───── DATA SHOWN

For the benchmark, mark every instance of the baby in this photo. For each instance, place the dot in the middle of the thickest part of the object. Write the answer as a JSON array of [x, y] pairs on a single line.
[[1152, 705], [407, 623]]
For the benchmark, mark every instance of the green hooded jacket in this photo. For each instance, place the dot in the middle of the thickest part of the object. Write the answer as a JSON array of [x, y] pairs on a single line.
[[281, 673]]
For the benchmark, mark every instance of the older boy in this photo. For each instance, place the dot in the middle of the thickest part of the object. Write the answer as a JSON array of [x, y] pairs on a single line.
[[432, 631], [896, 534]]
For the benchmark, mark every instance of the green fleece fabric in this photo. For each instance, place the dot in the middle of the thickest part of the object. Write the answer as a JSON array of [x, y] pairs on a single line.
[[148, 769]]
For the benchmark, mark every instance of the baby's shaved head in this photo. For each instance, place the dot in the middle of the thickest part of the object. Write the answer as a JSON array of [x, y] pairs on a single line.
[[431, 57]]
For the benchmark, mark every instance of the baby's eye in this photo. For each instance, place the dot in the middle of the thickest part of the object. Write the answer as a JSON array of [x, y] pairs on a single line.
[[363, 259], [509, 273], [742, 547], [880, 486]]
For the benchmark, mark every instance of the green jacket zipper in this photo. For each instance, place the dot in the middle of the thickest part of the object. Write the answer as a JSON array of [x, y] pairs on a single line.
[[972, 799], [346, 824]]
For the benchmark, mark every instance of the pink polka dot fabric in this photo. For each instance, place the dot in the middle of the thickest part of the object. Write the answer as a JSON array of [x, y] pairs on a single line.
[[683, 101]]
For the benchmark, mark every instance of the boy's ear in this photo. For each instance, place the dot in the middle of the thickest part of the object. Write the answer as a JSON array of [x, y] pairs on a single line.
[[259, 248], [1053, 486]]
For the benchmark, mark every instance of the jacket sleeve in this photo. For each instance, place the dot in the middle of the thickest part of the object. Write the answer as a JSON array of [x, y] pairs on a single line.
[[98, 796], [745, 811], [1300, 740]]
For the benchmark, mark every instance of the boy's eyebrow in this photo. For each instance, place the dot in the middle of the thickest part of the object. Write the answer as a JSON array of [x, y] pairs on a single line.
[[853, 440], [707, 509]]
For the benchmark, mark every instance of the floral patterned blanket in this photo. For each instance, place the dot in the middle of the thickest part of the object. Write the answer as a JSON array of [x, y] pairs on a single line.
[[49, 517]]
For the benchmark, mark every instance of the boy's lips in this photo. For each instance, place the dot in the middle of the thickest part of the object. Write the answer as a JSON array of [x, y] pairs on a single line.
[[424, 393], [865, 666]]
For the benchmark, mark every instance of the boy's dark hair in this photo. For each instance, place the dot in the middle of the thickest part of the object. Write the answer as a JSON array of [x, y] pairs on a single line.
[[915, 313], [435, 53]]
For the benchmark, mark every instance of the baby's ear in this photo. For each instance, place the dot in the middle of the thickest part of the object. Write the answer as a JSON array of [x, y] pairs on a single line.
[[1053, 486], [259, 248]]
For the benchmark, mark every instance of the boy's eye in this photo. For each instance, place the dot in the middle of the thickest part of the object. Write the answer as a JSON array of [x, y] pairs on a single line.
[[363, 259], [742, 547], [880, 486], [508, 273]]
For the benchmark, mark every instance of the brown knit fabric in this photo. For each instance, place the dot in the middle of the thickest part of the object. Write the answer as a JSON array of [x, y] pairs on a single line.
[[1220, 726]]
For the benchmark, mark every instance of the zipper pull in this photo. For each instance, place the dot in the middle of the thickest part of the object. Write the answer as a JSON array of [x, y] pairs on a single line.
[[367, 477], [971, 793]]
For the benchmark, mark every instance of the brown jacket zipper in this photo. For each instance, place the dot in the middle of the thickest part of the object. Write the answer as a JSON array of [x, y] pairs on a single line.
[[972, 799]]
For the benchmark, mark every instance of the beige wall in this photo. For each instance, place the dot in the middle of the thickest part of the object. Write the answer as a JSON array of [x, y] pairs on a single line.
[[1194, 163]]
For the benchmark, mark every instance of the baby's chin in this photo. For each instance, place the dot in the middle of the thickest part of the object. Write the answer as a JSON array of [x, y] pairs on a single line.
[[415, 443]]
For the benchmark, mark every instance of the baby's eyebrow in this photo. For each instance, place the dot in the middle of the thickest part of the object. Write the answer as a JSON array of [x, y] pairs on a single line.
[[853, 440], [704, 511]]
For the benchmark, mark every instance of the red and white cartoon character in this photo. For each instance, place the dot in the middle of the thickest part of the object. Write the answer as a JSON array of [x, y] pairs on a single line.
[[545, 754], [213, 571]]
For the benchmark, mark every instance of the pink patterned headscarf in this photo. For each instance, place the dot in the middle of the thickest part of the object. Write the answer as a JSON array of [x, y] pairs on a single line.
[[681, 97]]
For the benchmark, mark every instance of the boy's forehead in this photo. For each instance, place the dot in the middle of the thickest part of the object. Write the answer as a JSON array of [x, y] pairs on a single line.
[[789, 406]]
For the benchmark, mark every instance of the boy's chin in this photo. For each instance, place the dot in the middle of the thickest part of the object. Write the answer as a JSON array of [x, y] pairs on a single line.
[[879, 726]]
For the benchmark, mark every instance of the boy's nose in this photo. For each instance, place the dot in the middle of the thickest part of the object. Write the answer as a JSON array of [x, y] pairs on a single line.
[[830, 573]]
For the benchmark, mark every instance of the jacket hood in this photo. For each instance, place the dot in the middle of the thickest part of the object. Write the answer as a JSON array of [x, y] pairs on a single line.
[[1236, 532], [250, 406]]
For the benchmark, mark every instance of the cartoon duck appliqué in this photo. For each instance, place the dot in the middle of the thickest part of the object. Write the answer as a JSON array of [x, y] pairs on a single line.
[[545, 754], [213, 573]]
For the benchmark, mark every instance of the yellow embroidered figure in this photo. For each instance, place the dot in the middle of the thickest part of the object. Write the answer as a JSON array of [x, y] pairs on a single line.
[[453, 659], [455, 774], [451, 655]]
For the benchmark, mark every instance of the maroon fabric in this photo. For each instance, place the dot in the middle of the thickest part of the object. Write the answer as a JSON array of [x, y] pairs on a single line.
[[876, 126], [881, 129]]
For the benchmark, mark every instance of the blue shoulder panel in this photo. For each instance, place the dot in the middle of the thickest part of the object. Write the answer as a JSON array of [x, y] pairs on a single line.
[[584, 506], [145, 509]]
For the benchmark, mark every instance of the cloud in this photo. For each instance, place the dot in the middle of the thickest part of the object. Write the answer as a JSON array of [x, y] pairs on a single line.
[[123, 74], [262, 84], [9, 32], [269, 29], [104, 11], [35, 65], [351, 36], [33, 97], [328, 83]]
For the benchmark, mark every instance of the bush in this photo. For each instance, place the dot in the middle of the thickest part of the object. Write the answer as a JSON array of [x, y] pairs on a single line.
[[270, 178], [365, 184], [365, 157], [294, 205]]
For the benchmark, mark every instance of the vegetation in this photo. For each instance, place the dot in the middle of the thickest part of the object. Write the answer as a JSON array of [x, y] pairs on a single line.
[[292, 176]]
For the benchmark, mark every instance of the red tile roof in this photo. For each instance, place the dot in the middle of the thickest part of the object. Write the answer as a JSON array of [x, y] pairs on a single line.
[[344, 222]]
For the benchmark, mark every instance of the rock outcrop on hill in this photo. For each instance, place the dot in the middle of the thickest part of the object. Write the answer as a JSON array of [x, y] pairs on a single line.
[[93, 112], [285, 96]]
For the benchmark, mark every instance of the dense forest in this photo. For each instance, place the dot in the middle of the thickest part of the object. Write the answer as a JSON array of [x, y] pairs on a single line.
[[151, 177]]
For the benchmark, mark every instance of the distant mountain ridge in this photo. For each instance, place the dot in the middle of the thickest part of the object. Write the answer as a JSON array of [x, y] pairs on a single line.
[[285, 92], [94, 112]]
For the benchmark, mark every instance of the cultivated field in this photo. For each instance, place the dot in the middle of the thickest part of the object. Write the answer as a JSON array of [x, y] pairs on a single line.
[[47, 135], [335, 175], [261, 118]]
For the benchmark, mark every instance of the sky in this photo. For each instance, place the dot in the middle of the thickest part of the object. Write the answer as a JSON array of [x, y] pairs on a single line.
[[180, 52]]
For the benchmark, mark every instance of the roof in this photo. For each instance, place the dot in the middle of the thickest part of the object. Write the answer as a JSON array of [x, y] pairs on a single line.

──────────

- WRITTEN REQUEST -
Give everything from the line containing "For the benchmark, mark every instance of the zipper" down to the line containing "[[367, 477], [971, 793]]", both ends included, as a JSON list of strings. Use one string per line and leave out blank lines.

- RESULT OF THIS TASK -
[
  "For the benchmark, mark every instance of the zipper pull in this photo. For each instance, place the dot in the middle of the thickest part of the object. Write the answer as a JSON array of [x, y] pairs on a single line.",
  "[[367, 477], [971, 793]]"
]